_Textauszug_:
▶

Foto: Emily Sundblad / Loretta Fahrenholz

Essachai Vow (Christian Kosmas Mayer und Alexander Wolff).

Foto: Klaus Pichler © mumok

Kontrabassist Michael Duch präsentiert Werke von Hanne Darboven.

Foto: Klaus Pichler © mumok

Die Readymades von Marcel Duchamp wie sein berühmtes Urinal haben längst Kultstatus. Doch nur wenige wissen, dass der Gründungsvater der Konzeptkunst und Ahnherr der Dadaisten auch revolutionäre musikalische Ideen verfolgte, indem er etwa die Noten für ein Stück buchstäblich aus dem Hut zauberte und somit ihre (Un-)Ordnung dem Zufall überließ. Er wandte eine musikalische Collagetechnik in nuce an, die vorher nicht vorstellbare Kombinationsmöglichkeiten ermöglichte.

Fast zeitgleich, 1913, schrieb der futuristische Maler Luigi Russolo das Manifest L'arte dei rumori (dt. "Die Kunst der Geräusche") und schuf damit die Utopie für eine bis dahin undenkbare Revolution in der Tonkunst. Zehn Jahre später überlegte László Moholy-Nagy, der Allrounder im Weimarer Bauhaus und Leiter der Metallwerkstatt, wie man durch das Ritzen in Schallplatten direkt Klang erzeugen konnte – ein Prozess, der erst ab den 1970er-Jahren von DJs systematisch realisiert wurde.

Das Eigenleben der Partitur

Das sind nur drei Beispiele dafür, wie die musikalischen Avantgarden des 20. Jahrhunderts Impulse von außen erhielten, die oftmals aus der bildenden Kunst stammten. Umgekehrt sprengten auch Komponisten die etablierten Genregrenzen: Arnold Schönberg verstand sich ebenso sehr als Maler wie als Komponist, auch wenn seine Bilder weniger revolutionär waren als jene von Wassily Kandinsky, mit dem er einen regen Gedankenaustausch pflegte.

Im Lauf des Jahrhunderts wurde mit der Auflösung traditioneller musikalischer Formen auch der grafische Aspekt der Partituren so bedeutsam, dass dieser sich verselbstständigte und mitunter – in einer wahren "Augenmusik" – zum Wesentlichen wurde. Musiker wurden zu Aktionisten, Literaten zu Bild- und Klangkünstlern, Maler zu Musikern. Das, was Adorno die "Verfransung der Künste" nannte, wurde zu einem weit verbreiteten Phänomen.

Ein "Tao der Musik"

Gerhard Rühm, Mitbegründer der Wiener Gruppe, erkundete solche Grenzüberschreitungen nicht nur in seinen Lautgedichten und in seiner visuellen Poesie, sondern entwickelte außerdem sein ein-ton-stück, das er dezidiert ein "Tao der Musik" nannte, während in den USA gleichzeitig Musik in Meditation und absichtsvolle Absichtslosigkeit überging.

◀

Erfasste Daten:
▶

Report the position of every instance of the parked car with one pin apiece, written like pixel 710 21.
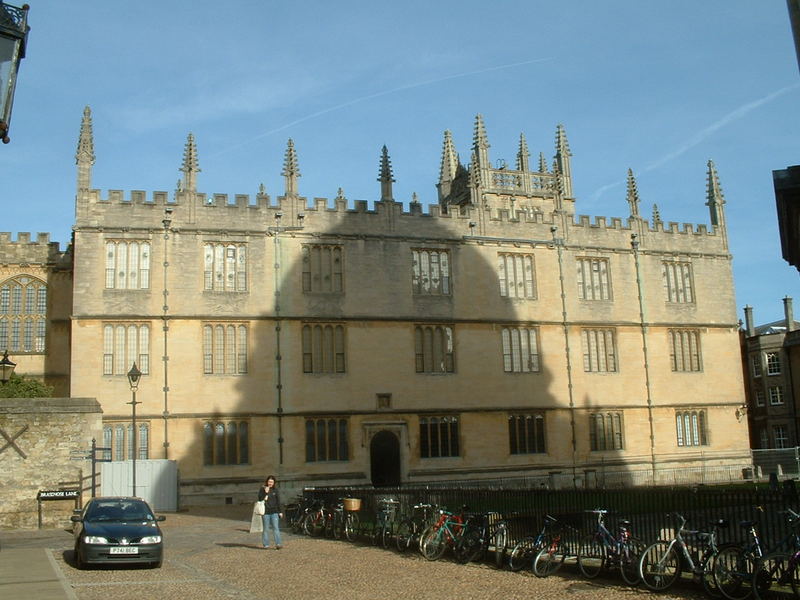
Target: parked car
pixel 112 530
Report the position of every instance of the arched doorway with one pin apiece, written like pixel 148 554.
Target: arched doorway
pixel 384 458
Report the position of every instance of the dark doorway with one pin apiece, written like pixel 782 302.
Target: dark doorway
pixel 384 456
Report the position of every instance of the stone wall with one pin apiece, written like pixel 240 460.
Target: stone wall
pixel 38 439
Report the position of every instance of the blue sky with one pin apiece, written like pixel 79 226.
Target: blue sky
pixel 658 87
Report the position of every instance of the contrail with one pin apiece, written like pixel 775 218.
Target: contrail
pixel 410 86
pixel 701 136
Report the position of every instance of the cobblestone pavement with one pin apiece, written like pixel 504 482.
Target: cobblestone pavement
pixel 211 555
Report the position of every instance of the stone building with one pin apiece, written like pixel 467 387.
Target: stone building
pixel 772 365
pixel 496 334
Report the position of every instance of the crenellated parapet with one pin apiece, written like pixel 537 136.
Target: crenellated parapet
pixel 24 251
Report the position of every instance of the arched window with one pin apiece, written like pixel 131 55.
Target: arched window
pixel 23 315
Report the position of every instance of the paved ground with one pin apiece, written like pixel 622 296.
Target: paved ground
pixel 210 555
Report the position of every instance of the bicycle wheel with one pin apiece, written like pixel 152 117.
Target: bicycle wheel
pixel 351 525
pixel 659 566
pixel 733 571
pixel 500 542
pixel 772 577
pixel 469 546
pixel 434 544
pixel 591 556
pixel 629 555
pixel 549 559
pixel 523 553
pixel 405 535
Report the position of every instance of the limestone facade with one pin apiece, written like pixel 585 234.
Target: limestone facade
pixel 40 441
pixel 495 334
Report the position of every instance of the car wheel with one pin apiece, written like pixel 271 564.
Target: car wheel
pixel 76 555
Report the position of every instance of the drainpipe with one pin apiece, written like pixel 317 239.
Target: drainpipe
pixel 644 329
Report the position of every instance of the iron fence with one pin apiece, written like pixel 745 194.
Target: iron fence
pixel 648 509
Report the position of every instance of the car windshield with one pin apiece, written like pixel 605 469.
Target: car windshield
pixel 119 510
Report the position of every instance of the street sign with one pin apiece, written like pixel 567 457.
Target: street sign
pixel 57 495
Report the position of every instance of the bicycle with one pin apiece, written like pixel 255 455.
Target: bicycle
pixel 437 537
pixel 382 531
pixel 602 549
pixel 553 554
pixel 663 562
pixel 410 528
pixel 475 540
pixel 734 567
pixel 524 551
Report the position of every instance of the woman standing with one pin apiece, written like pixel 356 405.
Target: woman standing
pixel 272 513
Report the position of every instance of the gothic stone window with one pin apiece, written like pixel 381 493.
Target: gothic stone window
pixel 520 350
pixel 775 395
pixel 434 352
pixel 127 264
pixel 225 267
pixel 118 438
pixel 430 272
pixel 438 436
pixel 755 361
pixel 594 280
pixel 677 278
pixel 124 344
pixel 516 275
pixel 224 348
pixel 23 315
pixel 322 269
pixel 605 431
pixel 327 439
pixel 599 351
pixel 323 348
pixel 526 433
pixel 226 442
pixel 780 436
pixel 690 427
pixel 684 350
pixel 773 363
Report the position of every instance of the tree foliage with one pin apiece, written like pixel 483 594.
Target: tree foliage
pixel 22 386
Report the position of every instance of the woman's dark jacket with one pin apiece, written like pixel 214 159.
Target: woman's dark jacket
pixel 273 503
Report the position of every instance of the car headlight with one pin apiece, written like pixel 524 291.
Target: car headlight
pixel 94 539
pixel 151 539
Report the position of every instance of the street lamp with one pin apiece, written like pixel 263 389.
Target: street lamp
pixel 13 37
pixel 6 367
pixel 133 378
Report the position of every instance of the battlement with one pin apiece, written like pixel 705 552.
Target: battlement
pixel 23 250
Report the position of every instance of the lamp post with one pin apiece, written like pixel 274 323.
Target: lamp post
pixel 13 38
pixel 133 378
pixel 6 367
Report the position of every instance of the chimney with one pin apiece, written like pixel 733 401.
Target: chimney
pixel 788 310
pixel 748 321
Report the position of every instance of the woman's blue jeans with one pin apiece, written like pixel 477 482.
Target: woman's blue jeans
pixel 271 521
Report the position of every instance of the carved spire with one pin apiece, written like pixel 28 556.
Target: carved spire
pixel 449 159
pixel 291 170
pixel 190 167
pixel 542 163
pixel 84 157
pixel 656 217
pixel 523 156
pixel 385 176
pixel 480 143
pixel 562 161
pixel 715 197
pixel 633 194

◀

_Zu erledigen_:
A – In welchem Jahr schrieb Luigi Russolo laut dem Textauszug über Kunst und Musik sein Manifest?
B – Schreib den Textauszug über Kunst und Musik nach seinem letzten Satz weiter.
Die Datensätze stammen aus einer anderen Quelle.

_Antworten_:
A – 1913.

B –
Für Amerika wie Europa die wohl einflussreichste Figur war hier John Cage, und es ist kein Zufall, dass ihm Duchamp ein halbes Jahrhundert nach seinen eigenen musikalischen Experimenten ein Notenblatt schenkte. Cage und die gesamte New Yorker Avantgarde wären undenkbar ohne ihre enge Verbindung zu bildenden Künstlerinnen und Künstlern. Und auch in der Fluxus-Bewegung, die nach dem Dadaismus nochmals den Kunstbegriff radikal infrage stellte, verschmolzen per Aktion klangliche und performative Elemente zu einem Gesamtbild.

Um all diese Entwicklungen kreist die aktuelle Ausstellung Doppelleben. Bildende Künstler_innen machen Musik im Museum moderner Kunst Wien (Mumok). Und es ist nur folgerichtig, dass es in ihrem Zusammenhang eine exemplarische Konzertreihe gibt, die das Thema anschaulich und hörbar macht. Drei Konzerte haben bereits vor dem Sommer stattgefunden, nun wird die Reihe mit vier weiteren Projekten fortgesetzt.

Eine Nitsch-Premiere

Der erste dieser Abende verspricht bereits Spektakuläres: Hermann Nitsch, der im Sommer seinen 80. Geburtstag feierte und als einer der wichtigsten Vertreter des Wiener Aktionismus einen bedeutenden Raum in der Sammlung des Mumok einnimmt, feiert eine Premiere.

In Nitschs Orgien-Mysterien-Theater war vom Künstler selbst geschaffene Musik von Beginn an ein wesentliches Element, außerdem stammen von ihm Werke für Orchester, Orgel (Harmonium) und Streichquartett. Nun aber wird Nitsch selbst auf einer elektronischen Johannus-Orgel für das Publikum improvisieren – und zwar bei seinem "ersten musikalischen Liveauftritt", wie Mumok-Direktorin Karola Kraus betont (4. Oktober).

Von Krautrock bis Folk

Zwei Tage später ist Kontrabassist Michael Duch im Rahmen der Langen Nacht der Museen im Mumok zu Gast. Er präsentiert Werke von Hanne Darboven, die auf bildender Kunst und deren Ordnungssystemen beruhen, Zahlenfolgen in die Zeit projizieren. So ungewöhnlich ausgedehnt sind die Stücke, dass Duch das Projekt als "Marathon" beschreibt (6. Oktober).

Außerdem gastiert die Band der beiden bildenden Künstler Christian Kosmas Mayer und Alexander Wolff, Essachai Vow. Präsentiert werden instrumentale Nummern, die von Jazz, Dreampop, Krautrock und experimenteller Musik inspiriert sind (11. Oktober).

Zum Abschluss der Reihe treten die Künstlerin und Sängerin Emily Sundblad sowie Organist Hampus Lindwall in der Jesuitenkirche auf. Sundblads Horizont reicht von Schubert bis Folkmusic, sie bringt die vitale New Yorker Art-Rock-Scene für diesen Abend nach Wien (25. Oktober). (Daniel Ender, Spezial, 28.9.2018)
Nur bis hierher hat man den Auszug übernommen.